_EXERCISE OBJECTIVE:_ Set down exactly each line of the entries below, beginning at the one that contains "Teacher note: please indicate the metal" and ending at the last, and no others.

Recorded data
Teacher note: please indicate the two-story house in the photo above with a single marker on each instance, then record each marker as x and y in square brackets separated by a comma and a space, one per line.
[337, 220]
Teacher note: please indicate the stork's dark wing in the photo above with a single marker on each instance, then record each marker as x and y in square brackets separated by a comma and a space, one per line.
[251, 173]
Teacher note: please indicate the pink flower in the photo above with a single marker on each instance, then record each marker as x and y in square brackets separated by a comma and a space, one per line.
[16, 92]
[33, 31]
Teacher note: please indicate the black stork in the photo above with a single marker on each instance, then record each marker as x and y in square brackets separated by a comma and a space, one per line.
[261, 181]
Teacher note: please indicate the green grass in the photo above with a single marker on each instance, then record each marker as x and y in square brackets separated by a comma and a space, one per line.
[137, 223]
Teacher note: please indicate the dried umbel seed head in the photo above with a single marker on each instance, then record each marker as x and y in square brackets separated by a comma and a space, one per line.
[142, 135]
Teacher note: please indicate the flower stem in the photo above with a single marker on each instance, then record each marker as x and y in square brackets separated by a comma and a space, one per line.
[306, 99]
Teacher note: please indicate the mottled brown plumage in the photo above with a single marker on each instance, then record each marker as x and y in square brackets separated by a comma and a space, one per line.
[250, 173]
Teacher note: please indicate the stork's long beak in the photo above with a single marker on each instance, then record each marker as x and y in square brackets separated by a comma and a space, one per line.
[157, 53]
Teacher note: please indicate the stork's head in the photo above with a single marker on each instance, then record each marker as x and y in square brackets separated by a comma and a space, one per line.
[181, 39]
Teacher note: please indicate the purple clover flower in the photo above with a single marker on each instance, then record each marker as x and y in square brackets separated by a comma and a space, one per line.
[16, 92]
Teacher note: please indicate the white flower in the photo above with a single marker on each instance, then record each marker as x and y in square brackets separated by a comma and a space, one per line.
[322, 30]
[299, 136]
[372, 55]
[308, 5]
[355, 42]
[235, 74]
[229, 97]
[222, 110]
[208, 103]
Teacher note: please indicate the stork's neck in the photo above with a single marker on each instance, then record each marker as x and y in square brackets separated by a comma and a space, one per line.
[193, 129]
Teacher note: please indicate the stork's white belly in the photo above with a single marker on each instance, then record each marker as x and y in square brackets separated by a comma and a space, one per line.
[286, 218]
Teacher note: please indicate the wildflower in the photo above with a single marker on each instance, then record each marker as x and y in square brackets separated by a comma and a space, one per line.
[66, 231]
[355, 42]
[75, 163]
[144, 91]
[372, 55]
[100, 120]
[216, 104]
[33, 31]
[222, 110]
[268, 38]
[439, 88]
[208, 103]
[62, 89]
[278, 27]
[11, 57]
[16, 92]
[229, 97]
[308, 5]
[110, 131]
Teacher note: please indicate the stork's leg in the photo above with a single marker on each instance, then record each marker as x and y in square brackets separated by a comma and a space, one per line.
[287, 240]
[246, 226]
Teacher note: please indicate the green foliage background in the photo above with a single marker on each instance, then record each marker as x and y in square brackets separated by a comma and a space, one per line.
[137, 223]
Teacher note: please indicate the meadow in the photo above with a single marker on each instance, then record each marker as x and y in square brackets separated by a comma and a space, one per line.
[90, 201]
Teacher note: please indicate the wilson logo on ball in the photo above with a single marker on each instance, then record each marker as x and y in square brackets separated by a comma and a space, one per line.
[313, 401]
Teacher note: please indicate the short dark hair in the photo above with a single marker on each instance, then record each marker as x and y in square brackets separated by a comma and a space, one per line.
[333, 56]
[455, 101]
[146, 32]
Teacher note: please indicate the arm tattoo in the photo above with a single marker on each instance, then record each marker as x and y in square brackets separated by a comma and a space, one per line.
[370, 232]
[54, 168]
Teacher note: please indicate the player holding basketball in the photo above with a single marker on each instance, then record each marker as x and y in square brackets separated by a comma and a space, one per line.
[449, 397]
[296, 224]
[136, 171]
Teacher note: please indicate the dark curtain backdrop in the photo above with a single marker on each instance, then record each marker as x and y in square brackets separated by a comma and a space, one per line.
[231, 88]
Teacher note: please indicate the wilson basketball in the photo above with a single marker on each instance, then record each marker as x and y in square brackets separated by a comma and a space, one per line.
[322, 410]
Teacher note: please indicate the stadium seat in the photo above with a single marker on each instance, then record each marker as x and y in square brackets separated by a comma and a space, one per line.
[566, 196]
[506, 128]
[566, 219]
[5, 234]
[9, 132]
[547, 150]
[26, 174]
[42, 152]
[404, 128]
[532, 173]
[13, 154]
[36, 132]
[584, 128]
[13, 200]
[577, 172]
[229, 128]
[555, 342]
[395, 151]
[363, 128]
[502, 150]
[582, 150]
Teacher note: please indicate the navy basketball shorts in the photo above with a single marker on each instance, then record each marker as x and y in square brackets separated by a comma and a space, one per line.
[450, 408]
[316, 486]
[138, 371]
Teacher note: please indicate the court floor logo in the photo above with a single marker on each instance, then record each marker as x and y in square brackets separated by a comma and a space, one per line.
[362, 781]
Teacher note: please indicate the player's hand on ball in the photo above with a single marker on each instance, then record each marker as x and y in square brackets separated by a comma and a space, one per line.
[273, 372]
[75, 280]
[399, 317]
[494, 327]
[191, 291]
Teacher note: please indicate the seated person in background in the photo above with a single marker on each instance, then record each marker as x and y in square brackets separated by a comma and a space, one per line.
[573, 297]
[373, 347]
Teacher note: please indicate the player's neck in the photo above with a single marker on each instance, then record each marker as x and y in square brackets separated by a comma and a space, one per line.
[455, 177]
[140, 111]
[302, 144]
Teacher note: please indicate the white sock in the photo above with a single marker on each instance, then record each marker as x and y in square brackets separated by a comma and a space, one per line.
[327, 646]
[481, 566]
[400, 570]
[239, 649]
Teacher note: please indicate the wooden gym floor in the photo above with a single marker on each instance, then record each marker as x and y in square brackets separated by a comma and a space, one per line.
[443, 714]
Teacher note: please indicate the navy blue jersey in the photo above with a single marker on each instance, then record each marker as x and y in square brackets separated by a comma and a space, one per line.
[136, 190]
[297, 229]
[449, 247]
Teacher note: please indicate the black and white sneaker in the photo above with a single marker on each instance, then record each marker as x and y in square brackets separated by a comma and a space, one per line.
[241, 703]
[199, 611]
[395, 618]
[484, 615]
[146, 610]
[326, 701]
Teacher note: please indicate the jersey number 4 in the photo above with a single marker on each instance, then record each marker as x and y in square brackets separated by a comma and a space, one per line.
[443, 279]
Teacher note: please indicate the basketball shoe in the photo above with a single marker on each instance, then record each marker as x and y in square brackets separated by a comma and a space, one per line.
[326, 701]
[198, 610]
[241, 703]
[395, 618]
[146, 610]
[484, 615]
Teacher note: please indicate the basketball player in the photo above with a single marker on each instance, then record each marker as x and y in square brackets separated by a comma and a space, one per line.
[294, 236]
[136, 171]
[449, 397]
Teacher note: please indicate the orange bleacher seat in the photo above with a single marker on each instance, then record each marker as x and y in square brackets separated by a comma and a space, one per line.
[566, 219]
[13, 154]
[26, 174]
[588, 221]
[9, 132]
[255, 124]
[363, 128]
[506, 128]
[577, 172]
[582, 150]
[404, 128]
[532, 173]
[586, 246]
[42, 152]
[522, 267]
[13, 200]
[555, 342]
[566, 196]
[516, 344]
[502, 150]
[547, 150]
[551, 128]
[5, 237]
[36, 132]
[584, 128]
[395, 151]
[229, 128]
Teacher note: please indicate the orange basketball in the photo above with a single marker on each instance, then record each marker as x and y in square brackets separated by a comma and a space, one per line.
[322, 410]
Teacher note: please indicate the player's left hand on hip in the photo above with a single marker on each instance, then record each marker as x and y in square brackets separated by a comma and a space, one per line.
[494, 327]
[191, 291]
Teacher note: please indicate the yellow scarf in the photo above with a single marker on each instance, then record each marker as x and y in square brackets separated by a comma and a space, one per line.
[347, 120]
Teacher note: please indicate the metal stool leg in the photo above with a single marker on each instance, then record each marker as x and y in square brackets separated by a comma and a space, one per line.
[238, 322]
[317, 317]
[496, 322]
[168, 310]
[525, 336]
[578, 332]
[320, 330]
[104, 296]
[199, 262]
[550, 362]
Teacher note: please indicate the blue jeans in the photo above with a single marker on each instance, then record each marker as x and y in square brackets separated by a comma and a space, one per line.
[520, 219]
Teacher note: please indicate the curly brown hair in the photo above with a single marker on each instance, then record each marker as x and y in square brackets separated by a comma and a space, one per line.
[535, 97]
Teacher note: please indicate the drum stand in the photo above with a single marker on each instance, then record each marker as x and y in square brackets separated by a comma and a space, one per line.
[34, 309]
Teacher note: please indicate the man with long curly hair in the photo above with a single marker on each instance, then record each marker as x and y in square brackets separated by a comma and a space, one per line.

_EXERCISE RESULT:_
Teacher note: please indicate the metal stool leg in the photo above with a single marker on each instance, then record each marker as x and y in square brackets separated by a comma and a space, one per line.
[238, 322]
[317, 317]
[496, 322]
[168, 310]
[525, 336]
[578, 332]
[320, 330]
[104, 296]
[199, 262]
[550, 362]
Teacher note: please indicate the blue jeans in the photo above with a single marker on each instance, then record each marker as x and y in square brackets separated by a comma and a space, one per line.
[520, 219]
Teacher note: please indicate the curly brown hair in the photo above with a single marker on each instance, then record each marker as x and y in square brackets separated by a comma and a space, one per line.
[535, 97]
Teacher note: please indicate the drum stand in the photo above with a single marker on each instance, then record each marker as x and y in square brackets separated by a comma and a space, one per line.
[34, 309]
Teacher note: please indicate the man with long curly hair in the photo above with a single marker on each instance, then record each marker as x and y in square brackets separated by a comma and a space, one per line.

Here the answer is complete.